Surowe zapisy:
::::

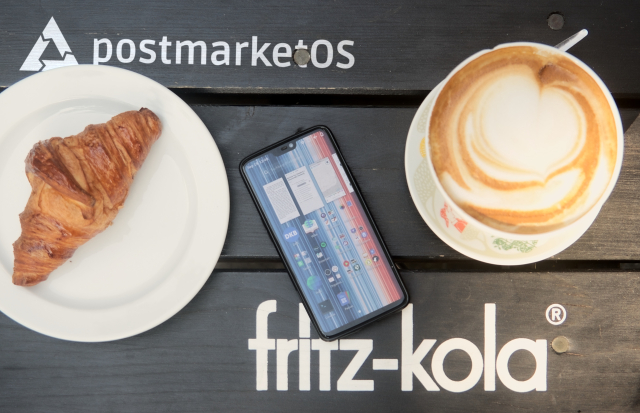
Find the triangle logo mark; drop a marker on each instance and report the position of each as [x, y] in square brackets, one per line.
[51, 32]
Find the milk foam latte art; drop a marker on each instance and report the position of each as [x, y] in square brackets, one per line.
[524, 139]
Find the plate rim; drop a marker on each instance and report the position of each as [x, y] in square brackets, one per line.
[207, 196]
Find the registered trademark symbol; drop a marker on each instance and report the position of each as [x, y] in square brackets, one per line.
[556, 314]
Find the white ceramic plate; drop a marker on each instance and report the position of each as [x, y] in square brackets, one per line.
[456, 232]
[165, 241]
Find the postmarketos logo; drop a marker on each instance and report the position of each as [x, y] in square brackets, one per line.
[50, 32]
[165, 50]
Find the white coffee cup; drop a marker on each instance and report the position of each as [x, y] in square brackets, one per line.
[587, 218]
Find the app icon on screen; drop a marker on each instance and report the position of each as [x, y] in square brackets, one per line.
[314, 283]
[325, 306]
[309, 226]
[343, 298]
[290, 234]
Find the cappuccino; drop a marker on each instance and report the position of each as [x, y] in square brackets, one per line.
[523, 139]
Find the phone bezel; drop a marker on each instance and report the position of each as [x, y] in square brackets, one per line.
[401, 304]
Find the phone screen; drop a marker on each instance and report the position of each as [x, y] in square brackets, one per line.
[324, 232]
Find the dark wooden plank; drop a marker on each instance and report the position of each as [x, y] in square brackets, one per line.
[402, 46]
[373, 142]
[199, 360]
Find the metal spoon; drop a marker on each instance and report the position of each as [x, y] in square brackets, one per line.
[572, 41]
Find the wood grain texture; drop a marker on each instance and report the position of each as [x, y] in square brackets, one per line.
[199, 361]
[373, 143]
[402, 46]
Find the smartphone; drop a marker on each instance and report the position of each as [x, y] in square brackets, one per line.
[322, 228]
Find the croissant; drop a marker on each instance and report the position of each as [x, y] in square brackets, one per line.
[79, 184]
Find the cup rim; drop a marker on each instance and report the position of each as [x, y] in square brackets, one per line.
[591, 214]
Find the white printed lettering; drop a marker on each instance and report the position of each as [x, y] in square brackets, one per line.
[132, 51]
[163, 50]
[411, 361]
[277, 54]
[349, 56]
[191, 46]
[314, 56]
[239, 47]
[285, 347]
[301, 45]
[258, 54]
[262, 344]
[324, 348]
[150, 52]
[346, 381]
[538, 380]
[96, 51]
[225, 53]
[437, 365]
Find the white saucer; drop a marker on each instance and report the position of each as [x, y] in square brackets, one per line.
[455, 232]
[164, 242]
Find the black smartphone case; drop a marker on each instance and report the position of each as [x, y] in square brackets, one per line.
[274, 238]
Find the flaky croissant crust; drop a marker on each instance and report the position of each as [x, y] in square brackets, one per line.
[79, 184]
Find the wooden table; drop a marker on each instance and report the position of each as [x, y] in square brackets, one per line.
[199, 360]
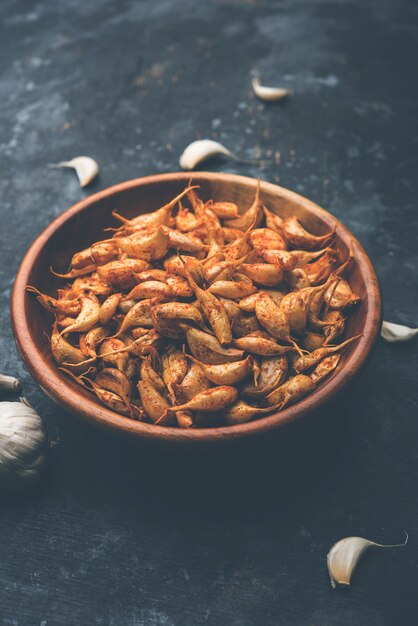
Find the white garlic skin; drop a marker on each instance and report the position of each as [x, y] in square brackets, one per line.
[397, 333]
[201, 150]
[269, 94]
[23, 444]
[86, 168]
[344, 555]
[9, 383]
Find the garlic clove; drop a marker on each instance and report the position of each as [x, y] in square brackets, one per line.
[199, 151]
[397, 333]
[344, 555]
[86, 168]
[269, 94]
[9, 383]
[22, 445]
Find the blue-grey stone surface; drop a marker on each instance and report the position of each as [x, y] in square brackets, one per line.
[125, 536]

::::

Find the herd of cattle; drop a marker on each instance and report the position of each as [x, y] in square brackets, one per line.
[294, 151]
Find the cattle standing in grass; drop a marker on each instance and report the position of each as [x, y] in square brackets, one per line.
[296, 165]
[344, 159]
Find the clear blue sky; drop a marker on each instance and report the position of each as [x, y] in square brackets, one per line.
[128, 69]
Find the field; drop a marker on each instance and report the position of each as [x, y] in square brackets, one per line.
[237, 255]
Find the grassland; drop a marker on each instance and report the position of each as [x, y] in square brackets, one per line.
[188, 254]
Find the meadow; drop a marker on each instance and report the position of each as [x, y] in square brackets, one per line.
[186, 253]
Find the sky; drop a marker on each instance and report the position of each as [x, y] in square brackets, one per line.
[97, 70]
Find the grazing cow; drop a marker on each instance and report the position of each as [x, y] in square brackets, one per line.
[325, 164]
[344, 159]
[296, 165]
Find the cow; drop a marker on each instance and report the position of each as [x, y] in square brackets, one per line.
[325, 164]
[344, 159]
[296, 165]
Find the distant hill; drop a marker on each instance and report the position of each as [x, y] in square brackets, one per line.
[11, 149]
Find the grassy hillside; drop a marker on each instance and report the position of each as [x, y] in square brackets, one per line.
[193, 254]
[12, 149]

::::

CEL ĆWICZENIA:
Wybierz z zapisów każdą linię, w której pojawia się słowo „white”, i przepisz ją. Wielkość liter ma znaczenie.

W ODPOWIEDZI:
Find the white ceramic plate; drop a marker on each instance and report the position of each as [x, y] in square brackets, one per line.
Find the white coffee cup; drop a marker on each instance and report the position of each as [x, y] in square brackets, one per line.
Find the white printed lettering; drop a marker on each instance and report the position of each as [x, y] in square brackets, one per line.
Find the white saucer; drop a marker on each instance and report the position of each as [x, y] in square brackets, one per line.
Find the white garlic skin; drop a marker on each instance and report the position of each as [x, y] in square brackets, one per line.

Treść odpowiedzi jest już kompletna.